» **BLOQUE DE TEXTO**:
►
Por Malu Gaspar.
El calor y el cielo despejado típicos de enero, los turistas en la Plaza
 Mayor, todo parecía indicar un día como tantos en Lima, cuando el 
ejecutivo brasileño Mauricio Cruz, presidente de Odebrecht en el Perú, 
cruzaba las puertas del palacio presidencial, allí enfrente. Para ese 
bahiano de 43 años y hablar despacioso, el escenario era todo menos 
rutinario. Tras las confesiones de la constructora sobre el pago de 
sobornos a mandatarios de Latinoamérica y África, divulgadas hacía un 
mes, se habían creado grandes dificultades para que la empresa 
permaneciera en el país. Su misión en el palacio era la más difícil en 
veinte años de compañía: ablandar el ánimo del presidente del Consejo de
 Ministros Fernando Zavala, hombre fuerte del presidente de la 
República, Pedro Pablo Kuczynski. Unos días antes PPK había declarado 
guerra a la constructora. “Tendrán que vender todos sus proyectos. 
Lamentablemente tienen esa tara de la corrupción. Tienen que irse, se 
acabó.”
◄
» **ENTRADAS**:
►
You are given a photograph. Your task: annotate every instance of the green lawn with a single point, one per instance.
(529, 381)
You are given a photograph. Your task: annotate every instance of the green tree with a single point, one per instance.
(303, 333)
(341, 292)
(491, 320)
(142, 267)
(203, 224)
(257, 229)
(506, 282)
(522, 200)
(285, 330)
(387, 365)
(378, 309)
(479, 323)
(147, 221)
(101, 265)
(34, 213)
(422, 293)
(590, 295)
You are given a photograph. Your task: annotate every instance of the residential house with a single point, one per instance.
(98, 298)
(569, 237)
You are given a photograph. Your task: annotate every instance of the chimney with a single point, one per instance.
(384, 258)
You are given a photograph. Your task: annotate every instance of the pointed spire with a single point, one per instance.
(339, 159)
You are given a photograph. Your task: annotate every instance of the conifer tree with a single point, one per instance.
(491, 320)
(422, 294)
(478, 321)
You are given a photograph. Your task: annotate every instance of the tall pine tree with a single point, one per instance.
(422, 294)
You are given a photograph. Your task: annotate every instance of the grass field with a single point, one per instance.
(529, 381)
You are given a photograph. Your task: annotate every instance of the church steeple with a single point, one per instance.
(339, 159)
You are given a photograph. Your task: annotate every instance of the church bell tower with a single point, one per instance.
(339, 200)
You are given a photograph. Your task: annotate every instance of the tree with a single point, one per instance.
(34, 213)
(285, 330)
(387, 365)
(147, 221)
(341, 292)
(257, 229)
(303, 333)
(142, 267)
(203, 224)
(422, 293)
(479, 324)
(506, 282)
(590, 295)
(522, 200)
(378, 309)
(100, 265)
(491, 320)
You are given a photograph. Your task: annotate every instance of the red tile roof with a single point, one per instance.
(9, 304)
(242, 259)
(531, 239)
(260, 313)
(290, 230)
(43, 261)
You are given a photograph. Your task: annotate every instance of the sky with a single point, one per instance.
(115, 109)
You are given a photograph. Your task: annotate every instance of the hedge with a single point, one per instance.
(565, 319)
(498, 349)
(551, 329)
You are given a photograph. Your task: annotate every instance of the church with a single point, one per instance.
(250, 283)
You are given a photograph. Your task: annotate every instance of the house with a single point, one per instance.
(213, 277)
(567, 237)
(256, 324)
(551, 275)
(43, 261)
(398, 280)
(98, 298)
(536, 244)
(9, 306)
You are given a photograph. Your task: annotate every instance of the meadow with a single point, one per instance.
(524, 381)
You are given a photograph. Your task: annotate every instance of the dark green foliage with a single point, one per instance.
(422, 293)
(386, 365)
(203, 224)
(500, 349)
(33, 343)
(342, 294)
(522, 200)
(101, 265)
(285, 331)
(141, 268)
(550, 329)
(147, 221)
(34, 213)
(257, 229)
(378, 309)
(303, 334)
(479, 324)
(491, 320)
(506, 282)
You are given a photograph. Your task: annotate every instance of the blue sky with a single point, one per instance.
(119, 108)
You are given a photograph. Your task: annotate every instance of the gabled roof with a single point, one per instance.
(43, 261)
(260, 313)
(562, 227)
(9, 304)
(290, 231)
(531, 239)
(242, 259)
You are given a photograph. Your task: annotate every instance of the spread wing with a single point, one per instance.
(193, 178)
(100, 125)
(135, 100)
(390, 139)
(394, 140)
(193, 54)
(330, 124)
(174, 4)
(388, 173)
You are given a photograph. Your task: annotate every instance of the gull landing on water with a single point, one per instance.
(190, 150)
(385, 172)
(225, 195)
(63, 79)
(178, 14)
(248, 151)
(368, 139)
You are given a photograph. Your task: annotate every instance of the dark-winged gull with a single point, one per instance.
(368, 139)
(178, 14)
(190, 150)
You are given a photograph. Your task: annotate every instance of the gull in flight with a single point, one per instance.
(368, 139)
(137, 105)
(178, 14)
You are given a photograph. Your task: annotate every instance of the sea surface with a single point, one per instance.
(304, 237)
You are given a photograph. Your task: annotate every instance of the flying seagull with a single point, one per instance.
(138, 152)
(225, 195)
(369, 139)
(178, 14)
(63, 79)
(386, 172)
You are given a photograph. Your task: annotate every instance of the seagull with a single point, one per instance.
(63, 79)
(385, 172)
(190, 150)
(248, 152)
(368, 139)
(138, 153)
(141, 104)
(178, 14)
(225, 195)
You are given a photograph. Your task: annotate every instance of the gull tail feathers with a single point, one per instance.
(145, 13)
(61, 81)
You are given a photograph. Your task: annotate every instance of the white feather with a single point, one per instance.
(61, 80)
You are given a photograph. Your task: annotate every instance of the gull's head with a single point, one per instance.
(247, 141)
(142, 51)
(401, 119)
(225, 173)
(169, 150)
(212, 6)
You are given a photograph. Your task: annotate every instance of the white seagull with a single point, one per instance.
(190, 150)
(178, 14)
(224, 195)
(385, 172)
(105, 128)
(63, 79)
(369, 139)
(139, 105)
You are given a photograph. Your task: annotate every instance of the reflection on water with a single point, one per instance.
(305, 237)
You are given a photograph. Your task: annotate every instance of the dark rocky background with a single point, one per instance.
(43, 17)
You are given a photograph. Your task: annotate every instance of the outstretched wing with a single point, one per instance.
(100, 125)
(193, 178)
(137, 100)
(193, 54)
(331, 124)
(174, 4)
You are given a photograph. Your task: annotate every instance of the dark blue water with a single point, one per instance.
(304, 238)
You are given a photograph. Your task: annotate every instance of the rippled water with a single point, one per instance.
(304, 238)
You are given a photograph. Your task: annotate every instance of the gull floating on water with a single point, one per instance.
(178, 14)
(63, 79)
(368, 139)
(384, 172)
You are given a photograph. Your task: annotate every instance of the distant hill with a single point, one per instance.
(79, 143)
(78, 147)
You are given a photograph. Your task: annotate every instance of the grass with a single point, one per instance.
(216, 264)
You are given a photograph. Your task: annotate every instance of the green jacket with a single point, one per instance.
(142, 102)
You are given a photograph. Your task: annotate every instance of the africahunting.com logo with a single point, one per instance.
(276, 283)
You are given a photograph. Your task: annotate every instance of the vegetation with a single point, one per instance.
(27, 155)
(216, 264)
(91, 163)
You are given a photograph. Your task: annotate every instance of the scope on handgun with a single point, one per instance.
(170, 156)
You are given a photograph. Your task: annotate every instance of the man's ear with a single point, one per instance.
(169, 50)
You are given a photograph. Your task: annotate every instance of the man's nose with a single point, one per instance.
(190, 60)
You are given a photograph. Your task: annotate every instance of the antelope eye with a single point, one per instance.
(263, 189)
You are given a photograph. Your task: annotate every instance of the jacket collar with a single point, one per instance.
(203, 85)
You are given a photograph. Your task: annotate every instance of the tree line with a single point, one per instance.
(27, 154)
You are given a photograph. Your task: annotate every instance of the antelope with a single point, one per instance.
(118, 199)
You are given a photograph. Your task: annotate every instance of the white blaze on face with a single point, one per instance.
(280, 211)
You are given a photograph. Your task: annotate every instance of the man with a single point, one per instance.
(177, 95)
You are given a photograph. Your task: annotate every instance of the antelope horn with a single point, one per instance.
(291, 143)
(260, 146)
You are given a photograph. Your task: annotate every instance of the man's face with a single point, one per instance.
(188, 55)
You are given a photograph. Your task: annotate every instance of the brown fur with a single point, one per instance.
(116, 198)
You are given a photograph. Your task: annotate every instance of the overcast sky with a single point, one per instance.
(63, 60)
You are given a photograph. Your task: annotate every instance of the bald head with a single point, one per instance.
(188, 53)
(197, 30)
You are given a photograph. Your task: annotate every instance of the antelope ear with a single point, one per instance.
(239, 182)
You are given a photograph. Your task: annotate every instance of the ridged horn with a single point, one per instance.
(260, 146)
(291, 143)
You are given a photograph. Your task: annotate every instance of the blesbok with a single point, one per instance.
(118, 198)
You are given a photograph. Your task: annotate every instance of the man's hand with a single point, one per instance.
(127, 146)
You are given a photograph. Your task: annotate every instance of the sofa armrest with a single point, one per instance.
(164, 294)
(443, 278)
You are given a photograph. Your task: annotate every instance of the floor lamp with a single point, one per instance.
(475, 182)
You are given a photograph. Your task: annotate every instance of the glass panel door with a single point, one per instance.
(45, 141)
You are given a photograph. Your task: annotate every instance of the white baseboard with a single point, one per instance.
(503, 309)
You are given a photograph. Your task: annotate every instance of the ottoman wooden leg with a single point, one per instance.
◄
» **TAREA ESCRITA**:
Devuelve sin cambios el fragmento del texto sobre Odebrecht en el Perú que va entre "El calor y el" y "todos sus proyectos.", ambos incluidos.

» **RESPUESTA**:
El calor y el cielo despejado típicos de enero, los turistas en la Plaza
 Mayor, todo parecía indicar un día como tantos en Lima, cuando el 
ejecutivo brasileño Mauricio Cruz, presidente de Odebrecht en el Perú, 
cruzaba las puertas del palacio presidencial, allí enfrente. Para ese 
bahiano de 43 años y hablar despacioso, el escenario era todo menos 
rutinario. Tras las confesiones de la constructora sobre el pago de 
sobornos a mandatarios de Latinoamérica y África, divulgadas hacía un 
mes, se habían creado grandes dificultades para que la empresa 
permaneciera en el país. Su misión en el palacio era la más difícil en 
veinte años de compañía: ablandar el ánimo del presidente del Consejo de
 Ministros Fernando Zavala, hombre fuerte del presidente de la 
República, Pedro Pablo Kuczynski. Unos días antes PPK había declarado 
guerra a la constructora. “Tendrán que vender todos sus proyectos.